* BEGIN *
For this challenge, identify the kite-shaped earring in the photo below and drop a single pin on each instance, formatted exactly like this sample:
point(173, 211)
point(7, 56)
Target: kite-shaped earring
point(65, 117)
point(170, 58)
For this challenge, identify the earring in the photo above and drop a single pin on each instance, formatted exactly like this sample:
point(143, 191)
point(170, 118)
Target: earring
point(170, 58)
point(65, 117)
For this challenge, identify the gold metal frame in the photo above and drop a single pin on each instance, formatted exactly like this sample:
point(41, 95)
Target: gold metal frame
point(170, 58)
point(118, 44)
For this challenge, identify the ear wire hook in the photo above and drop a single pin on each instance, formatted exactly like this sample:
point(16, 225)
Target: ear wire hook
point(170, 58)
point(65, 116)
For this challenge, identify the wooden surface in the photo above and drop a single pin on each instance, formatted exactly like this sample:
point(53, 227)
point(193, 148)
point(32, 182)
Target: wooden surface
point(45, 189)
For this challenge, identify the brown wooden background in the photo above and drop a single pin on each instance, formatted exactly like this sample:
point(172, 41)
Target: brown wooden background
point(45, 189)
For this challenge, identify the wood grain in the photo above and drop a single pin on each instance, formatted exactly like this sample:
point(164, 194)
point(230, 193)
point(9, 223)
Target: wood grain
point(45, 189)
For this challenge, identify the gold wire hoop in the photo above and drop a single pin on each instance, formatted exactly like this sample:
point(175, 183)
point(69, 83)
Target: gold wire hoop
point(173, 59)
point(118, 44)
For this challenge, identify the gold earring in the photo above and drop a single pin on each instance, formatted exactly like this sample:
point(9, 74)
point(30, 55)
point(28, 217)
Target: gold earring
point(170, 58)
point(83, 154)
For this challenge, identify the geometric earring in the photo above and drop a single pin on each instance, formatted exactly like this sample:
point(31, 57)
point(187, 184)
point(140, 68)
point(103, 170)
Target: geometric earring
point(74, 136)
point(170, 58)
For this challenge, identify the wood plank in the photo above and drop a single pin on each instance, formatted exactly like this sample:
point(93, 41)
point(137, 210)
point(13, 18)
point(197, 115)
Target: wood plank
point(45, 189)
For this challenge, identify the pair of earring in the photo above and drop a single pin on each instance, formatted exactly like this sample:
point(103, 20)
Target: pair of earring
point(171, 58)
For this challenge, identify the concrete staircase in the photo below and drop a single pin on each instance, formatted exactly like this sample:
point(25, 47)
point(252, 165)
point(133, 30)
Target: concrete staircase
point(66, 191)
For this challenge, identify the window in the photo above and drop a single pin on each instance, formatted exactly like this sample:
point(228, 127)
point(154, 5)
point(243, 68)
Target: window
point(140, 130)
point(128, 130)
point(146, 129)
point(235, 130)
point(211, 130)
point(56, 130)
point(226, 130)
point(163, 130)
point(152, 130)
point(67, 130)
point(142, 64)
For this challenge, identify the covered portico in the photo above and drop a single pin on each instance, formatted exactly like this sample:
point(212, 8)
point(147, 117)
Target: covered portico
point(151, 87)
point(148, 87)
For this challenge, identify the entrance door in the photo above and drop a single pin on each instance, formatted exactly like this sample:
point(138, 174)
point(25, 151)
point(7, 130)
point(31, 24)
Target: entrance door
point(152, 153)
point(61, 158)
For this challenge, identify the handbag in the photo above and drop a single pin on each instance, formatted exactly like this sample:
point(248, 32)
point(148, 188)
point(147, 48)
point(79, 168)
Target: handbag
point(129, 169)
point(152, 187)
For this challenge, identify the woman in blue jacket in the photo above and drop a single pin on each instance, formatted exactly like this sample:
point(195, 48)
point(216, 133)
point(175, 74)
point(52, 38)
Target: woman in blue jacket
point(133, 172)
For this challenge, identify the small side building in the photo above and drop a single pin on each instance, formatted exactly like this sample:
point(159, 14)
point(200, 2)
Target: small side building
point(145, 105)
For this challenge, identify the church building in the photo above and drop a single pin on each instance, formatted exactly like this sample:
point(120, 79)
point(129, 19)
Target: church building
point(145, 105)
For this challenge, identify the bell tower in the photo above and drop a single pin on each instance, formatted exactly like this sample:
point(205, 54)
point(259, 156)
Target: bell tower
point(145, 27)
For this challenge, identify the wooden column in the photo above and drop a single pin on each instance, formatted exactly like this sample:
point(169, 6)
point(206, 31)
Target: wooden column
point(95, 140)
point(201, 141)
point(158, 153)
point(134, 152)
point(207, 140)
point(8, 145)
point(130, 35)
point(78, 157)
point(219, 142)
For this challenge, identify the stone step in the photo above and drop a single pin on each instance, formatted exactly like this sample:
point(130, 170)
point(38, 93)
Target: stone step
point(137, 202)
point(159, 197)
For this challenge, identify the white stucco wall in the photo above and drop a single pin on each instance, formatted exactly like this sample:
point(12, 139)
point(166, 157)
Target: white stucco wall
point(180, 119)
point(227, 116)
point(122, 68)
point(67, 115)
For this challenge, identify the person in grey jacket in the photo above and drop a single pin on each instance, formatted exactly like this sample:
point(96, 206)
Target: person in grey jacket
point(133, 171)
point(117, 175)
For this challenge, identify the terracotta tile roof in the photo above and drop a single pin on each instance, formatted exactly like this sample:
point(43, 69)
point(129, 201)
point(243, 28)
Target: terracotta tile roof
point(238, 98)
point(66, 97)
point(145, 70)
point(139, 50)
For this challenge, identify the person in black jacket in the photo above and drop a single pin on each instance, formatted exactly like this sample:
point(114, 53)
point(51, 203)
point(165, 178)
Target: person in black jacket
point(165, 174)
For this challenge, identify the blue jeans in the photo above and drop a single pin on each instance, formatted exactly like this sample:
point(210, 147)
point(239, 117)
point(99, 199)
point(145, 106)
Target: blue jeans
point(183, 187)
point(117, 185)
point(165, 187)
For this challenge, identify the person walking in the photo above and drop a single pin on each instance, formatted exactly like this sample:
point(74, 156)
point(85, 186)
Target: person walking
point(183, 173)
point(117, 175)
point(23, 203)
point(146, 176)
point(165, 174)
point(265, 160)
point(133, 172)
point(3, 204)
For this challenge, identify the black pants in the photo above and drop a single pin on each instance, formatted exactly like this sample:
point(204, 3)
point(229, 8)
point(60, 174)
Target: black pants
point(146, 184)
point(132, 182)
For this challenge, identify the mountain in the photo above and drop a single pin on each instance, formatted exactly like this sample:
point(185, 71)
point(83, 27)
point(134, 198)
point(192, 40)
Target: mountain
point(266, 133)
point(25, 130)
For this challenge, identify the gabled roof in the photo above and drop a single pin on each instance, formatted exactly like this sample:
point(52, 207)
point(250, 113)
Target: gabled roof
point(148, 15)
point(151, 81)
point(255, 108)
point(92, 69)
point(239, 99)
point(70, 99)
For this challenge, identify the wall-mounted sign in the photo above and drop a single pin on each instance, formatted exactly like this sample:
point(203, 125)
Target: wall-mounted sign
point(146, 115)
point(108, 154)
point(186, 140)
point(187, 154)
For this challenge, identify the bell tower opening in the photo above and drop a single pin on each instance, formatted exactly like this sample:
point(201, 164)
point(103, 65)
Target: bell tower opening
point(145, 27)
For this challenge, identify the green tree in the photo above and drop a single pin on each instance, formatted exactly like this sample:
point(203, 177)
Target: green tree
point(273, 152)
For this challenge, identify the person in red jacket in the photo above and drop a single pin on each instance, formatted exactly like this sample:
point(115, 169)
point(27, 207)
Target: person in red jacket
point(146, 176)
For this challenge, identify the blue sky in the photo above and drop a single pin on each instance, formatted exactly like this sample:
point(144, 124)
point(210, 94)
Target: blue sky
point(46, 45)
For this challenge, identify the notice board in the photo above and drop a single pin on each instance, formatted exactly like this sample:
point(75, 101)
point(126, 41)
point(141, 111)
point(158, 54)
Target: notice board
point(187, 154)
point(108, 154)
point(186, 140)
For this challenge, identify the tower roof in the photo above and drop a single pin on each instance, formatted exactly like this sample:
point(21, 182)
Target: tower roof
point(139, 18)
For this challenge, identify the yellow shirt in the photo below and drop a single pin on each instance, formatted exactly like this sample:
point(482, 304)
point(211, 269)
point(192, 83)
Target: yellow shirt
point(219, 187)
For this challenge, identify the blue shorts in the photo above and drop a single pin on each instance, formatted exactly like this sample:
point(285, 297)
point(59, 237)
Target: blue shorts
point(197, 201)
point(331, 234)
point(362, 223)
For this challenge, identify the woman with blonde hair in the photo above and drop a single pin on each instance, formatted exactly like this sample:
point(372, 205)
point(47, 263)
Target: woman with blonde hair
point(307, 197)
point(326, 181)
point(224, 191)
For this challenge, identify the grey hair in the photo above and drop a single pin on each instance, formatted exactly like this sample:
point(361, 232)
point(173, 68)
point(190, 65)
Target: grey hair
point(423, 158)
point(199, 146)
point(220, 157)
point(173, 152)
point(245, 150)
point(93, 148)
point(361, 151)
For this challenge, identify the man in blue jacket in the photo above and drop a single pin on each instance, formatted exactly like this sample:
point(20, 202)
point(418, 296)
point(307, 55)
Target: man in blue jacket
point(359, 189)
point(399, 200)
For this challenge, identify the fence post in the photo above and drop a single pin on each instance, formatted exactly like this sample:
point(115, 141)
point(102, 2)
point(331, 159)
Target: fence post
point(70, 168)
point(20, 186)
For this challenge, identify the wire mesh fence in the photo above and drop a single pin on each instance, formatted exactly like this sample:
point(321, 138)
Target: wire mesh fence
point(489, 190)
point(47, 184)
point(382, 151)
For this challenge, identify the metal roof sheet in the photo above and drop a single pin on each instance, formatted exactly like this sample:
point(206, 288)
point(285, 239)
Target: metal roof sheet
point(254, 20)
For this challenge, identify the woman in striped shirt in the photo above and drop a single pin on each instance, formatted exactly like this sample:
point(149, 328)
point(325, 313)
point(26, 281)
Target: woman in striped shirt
* END *
Render the lines of the items above as a JSON list of strings, one string per line with blank lines omitted. Begin at the line that contains "For this challenge, identify the person in red" and stop after the line that contains "point(224, 191)".

[
  "For this challenge, identify the person in red jacket in the photo above and drop a single pin on each instance, formatted exactly like this sample:",
  "point(115, 169)",
  "point(27, 207)",
  "Target: person in red jacket",
  "point(146, 176)",
  "For this challenge, identify the blue sky in the photo above and drop a single pin on each instance, formatted exactly like this sample:",
  "point(144, 124)",
  "point(210, 94)",
  "Target: blue sky",
  "point(46, 45)",
  "For this challenge, identify the notice board in the photo above and drop a single pin on each instance, formatted exactly like this sample:",
  "point(75, 101)",
  "point(126, 41)",
  "point(141, 111)",
  "point(158, 54)",
  "Target: notice board",
  "point(187, 154)",
  "point(108, 154)",
  "point(186, 140)",
  "For this challenge, identify the tower roof in the photo above and drop a single pin on each instance, formatted exactly like this sample:",
  "point(21, 182)",
  "Target: tower roof",
  "point(139, 18)",
  "For this challenge, identify the yellow shirt in the photo below and drop a single pin on each instance, formatted exactly like this sample:",
  "point(482, 304)",
  "point(211, 269)",
  "point(192, 83)",
  "Target: yellow shirt",
  "point(219, 187)",
  "For this challenge, identify the blue shorts in the photo above and drop a single pin on each instance, formatted exactly like this sample:",
  "point(285, 297)",
  "point(59, 237)",
  "Target: blue shorts",
  "point(197, 201)",
  "point(331, 234)",
  "point(362, 223)",
  "For this challenge, identify the woman with blonde hair in the photo above and drop a single pin on each instance, formatted exactly like this sample:",
  "point(372, 205)",
  "point(47, 263)",
  "Target: woman with blonde hair",
  "point(307, 197)",
  "point(326, 181)",
  "point(224, 191)"
]